Exercise task: Copy the lines of the material below exactly, starting at the line that contains "Query: blue sky" and running through the end of the material, both ends included.

Task inputs:
-- begin --
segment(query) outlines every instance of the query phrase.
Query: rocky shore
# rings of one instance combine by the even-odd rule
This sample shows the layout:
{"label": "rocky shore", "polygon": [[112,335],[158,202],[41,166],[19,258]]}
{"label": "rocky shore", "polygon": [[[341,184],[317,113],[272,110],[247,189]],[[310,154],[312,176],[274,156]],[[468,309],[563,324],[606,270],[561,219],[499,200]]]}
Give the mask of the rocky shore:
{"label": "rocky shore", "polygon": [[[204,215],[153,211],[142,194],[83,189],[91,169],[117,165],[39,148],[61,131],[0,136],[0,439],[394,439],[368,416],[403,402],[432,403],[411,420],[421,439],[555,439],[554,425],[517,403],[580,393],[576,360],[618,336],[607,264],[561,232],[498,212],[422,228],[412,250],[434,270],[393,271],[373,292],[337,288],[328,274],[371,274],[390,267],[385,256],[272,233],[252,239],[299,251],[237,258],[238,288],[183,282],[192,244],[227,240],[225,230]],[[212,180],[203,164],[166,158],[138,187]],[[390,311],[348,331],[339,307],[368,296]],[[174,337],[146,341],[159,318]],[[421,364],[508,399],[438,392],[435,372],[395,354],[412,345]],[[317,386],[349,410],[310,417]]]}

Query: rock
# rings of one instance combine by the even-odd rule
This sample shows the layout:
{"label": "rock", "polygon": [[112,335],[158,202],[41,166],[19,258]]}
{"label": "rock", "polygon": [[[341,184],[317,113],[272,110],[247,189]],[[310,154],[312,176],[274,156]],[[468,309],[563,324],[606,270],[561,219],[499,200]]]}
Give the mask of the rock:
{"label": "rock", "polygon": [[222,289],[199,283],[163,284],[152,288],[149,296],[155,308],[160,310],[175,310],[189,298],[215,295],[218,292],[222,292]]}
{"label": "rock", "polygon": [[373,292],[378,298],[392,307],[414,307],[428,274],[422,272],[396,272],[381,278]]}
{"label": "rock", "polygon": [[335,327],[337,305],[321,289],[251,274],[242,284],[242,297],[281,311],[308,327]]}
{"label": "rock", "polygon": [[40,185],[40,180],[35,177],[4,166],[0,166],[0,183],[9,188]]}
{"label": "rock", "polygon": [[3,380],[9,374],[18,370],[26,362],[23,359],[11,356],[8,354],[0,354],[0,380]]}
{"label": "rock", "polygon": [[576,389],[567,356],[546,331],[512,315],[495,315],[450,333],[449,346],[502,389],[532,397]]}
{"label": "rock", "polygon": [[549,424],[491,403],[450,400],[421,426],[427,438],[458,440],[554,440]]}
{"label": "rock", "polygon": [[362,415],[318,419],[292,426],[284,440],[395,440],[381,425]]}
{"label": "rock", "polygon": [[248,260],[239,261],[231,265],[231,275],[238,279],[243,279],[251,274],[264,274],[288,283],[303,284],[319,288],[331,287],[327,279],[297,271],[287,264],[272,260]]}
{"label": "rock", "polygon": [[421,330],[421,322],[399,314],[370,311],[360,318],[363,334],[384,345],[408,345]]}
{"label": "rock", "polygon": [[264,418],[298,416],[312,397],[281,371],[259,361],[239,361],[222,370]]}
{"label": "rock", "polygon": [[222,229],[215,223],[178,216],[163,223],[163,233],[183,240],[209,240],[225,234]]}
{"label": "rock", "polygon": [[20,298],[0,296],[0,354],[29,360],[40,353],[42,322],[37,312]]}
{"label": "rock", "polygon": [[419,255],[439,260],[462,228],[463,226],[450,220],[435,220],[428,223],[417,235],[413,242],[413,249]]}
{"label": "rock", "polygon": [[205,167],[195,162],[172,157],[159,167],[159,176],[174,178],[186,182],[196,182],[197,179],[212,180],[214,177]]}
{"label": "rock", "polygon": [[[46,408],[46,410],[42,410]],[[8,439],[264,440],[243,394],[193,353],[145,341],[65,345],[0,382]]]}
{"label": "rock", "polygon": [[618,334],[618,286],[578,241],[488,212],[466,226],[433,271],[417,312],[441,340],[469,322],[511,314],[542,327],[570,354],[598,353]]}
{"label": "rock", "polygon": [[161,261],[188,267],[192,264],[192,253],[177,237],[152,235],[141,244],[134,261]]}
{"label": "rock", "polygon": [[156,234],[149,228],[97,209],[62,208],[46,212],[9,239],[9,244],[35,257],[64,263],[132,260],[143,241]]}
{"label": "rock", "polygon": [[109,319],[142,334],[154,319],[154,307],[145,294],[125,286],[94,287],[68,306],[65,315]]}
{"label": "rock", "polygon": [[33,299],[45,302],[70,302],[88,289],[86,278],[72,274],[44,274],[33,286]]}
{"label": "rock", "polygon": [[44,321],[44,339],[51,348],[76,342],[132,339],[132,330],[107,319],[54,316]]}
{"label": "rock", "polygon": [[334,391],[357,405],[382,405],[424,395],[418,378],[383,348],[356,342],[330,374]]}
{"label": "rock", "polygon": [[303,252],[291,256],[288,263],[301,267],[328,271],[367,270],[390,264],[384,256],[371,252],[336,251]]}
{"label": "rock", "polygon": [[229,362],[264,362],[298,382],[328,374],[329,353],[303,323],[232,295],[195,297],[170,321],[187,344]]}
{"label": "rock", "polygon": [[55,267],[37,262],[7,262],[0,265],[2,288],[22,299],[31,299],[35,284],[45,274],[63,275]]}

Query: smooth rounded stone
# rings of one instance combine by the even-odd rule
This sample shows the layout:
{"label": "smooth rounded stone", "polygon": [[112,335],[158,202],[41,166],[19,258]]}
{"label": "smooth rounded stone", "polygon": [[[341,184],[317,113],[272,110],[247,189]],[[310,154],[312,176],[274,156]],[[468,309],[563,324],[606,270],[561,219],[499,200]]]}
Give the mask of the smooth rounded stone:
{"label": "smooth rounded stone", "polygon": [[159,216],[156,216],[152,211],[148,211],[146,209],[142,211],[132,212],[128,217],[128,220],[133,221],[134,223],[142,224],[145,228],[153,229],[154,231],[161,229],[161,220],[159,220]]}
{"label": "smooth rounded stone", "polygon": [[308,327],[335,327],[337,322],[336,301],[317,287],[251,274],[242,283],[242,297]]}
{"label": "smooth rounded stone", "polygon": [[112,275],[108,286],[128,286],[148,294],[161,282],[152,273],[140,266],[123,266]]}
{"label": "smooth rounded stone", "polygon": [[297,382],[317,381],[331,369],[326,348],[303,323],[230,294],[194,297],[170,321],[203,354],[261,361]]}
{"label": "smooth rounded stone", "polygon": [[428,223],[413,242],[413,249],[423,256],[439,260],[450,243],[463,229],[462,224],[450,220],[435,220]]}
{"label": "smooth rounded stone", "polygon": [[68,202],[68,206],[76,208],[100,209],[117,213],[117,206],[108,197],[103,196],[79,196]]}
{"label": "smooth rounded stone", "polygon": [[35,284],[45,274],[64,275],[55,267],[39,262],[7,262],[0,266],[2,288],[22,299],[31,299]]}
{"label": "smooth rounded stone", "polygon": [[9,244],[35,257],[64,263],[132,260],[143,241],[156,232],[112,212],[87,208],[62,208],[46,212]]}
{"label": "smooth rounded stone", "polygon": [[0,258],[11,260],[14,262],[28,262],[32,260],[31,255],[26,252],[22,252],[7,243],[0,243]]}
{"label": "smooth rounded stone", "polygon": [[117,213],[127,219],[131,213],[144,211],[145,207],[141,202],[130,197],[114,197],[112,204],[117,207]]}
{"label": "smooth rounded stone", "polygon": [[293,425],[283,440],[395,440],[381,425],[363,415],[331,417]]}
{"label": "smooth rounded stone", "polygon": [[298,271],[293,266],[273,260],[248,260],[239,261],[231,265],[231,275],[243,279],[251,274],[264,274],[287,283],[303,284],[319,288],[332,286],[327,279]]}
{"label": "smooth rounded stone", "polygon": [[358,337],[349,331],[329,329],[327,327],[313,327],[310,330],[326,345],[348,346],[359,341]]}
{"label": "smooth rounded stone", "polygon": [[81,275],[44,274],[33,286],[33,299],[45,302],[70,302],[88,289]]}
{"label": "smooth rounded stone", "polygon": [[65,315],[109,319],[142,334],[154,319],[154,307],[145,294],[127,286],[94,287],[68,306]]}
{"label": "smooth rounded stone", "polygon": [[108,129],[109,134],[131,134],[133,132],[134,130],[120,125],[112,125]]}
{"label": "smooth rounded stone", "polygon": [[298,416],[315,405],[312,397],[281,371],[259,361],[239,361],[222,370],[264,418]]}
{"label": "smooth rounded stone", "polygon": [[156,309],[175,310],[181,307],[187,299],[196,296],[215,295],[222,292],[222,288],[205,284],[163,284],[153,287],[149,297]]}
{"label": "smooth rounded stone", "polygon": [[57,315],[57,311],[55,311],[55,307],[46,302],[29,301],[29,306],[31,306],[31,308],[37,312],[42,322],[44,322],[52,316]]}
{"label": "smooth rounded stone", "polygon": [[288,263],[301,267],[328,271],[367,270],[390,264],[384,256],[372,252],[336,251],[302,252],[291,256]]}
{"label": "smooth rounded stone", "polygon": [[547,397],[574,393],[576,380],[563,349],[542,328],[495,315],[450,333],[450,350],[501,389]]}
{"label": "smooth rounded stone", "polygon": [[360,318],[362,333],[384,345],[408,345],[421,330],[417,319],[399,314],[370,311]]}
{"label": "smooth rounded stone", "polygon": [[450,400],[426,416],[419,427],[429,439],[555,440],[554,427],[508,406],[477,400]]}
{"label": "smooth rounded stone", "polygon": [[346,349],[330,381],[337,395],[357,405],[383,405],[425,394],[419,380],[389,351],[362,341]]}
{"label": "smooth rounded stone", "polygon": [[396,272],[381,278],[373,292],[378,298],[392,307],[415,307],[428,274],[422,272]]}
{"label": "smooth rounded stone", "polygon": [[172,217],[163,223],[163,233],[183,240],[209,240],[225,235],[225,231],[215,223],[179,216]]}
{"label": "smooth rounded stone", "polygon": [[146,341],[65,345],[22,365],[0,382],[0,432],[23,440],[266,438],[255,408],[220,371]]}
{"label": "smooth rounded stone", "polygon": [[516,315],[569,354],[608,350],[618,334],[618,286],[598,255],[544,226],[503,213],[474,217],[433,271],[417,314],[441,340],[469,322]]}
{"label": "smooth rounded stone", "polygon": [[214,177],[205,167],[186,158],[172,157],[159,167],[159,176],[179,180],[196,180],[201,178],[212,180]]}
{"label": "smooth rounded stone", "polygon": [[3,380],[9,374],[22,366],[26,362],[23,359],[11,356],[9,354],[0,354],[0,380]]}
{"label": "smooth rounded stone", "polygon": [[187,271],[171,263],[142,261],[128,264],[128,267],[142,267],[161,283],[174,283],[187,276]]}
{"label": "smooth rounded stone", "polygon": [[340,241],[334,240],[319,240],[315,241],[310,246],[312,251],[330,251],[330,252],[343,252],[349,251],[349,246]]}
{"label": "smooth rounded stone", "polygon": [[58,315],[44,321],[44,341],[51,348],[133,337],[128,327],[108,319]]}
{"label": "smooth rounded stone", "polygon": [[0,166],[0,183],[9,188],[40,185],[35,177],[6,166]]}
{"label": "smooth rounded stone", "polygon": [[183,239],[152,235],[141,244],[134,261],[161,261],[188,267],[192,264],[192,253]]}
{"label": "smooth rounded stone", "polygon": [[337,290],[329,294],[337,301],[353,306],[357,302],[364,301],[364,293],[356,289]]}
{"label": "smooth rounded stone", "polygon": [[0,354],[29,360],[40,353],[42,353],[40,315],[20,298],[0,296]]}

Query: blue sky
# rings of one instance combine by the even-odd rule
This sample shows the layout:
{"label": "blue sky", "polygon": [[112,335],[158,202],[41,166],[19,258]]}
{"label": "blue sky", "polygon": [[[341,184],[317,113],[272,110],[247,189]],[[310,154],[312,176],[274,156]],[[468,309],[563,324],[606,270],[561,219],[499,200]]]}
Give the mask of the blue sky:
-- end --
The response:
Query: blue sky
# rings of one instance combine by the even-odd rule
This sample shows the layout:
{"label": "blue sky", "polygon": [[112,335],[158,202],[41,166],[19,258]]}
{"label": "blue sky", "polygon": [[[341,184],[317,113],[272,110],[247,189]],[[310,154],[312,176],[274,156]],[[468,309],[563,324],[606,270],[561,219],[499,200]]]}
Give the mask of the blue sky:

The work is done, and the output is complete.